(Mask labeling examples)
================================

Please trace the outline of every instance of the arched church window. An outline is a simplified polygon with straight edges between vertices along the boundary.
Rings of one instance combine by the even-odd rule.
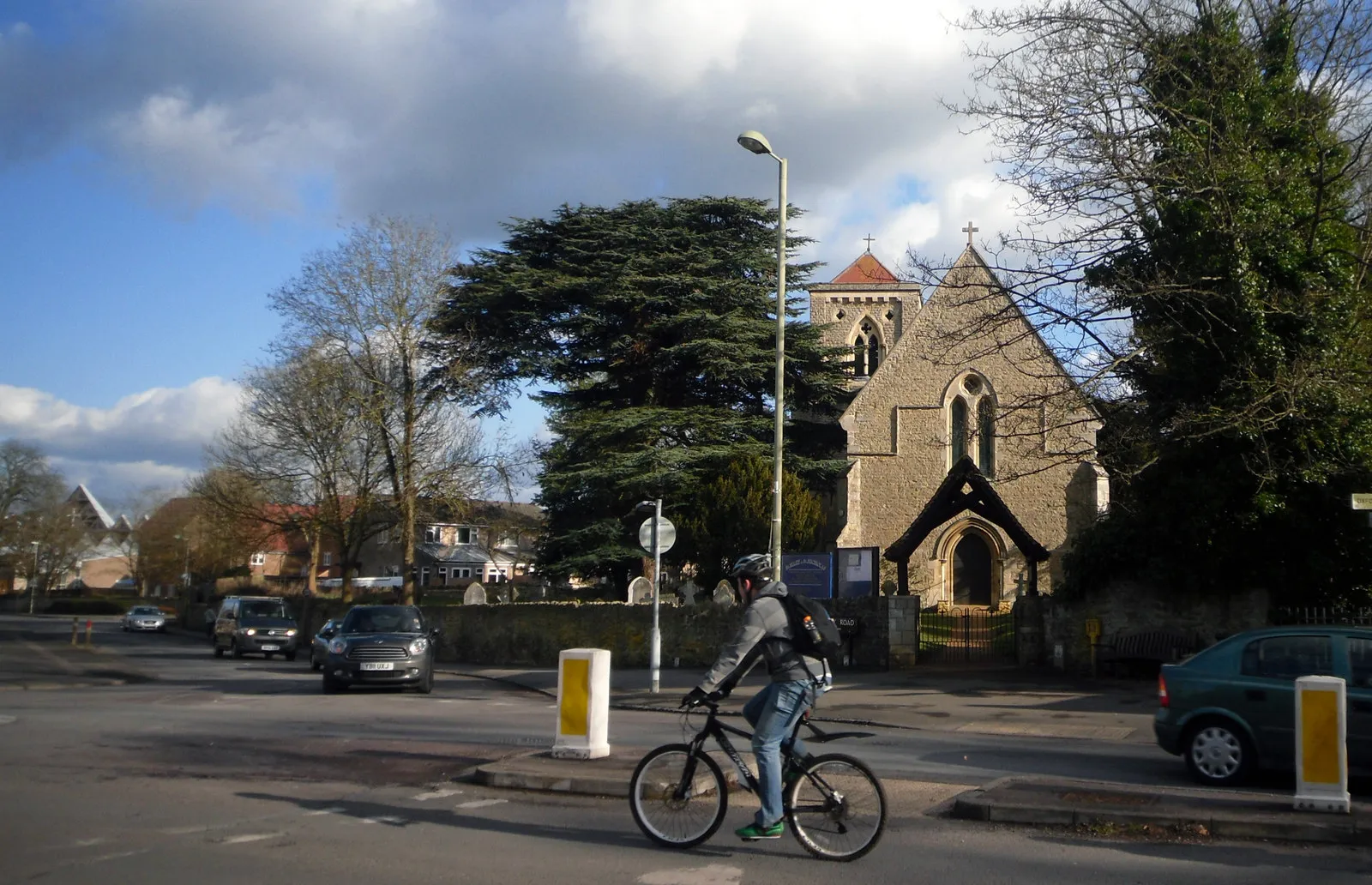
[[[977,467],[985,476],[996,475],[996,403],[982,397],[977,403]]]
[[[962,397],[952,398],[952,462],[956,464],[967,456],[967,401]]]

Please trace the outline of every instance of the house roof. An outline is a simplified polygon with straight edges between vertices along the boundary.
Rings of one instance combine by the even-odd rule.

================================

## Goal
Rewrite all of the lines above, changing every "simplified polygon" to "reduced polygon" and keeping everything else identical. Leave out the pictures.

## Output for this task
Please trace the outline of every instance of the arched church window. An outline is a reduced polygon with straight edges between vertices along the boundary.
Rings of one instance combine by the even-odd rule.
[[[977,467],[985,476],[996,475],[996,403],[982,397],[977,403]]]
[[[962,397],[952,398],[952,462],[956,464],[967,456],[967,401]]]

Please trace the outline of every instance of the house roof. An outline is a reduced polygon with straight edges between vertices along the boundary.
Rings of one instance combine by the even-odd rule.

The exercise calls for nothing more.